### [WRITTEN EXERCISE]
Arrange the lines below as a JSON list of strings, one string per line and no blank lines, covering only the range from the line holding "Task: identify the sky in the photo below, setting" through the last line, both ends included. Leave the pictures out of the list.

________________

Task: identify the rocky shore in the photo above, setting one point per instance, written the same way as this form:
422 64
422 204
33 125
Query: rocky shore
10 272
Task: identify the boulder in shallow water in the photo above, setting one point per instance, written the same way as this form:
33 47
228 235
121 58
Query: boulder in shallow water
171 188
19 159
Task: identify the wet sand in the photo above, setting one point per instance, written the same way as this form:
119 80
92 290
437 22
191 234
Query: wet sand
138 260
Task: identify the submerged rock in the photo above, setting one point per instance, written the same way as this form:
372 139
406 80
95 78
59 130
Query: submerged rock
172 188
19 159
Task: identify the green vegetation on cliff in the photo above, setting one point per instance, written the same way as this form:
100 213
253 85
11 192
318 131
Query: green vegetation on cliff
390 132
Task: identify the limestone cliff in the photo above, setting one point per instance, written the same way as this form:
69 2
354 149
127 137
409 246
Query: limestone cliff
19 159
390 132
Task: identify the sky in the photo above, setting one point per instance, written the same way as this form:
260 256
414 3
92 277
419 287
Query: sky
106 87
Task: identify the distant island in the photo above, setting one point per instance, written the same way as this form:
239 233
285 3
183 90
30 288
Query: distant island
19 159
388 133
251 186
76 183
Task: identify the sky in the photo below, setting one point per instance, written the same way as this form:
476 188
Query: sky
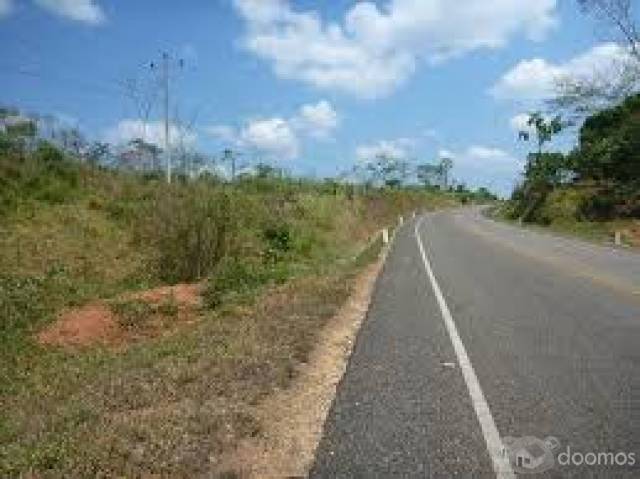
312 86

________________

### [EXERCISE SOLUTION]
[
  "Task: identify the sky in the photo below, setting one point per instance, written the same way as this form:",
  "476 188",
  "Query: sky",
  "312 86"
]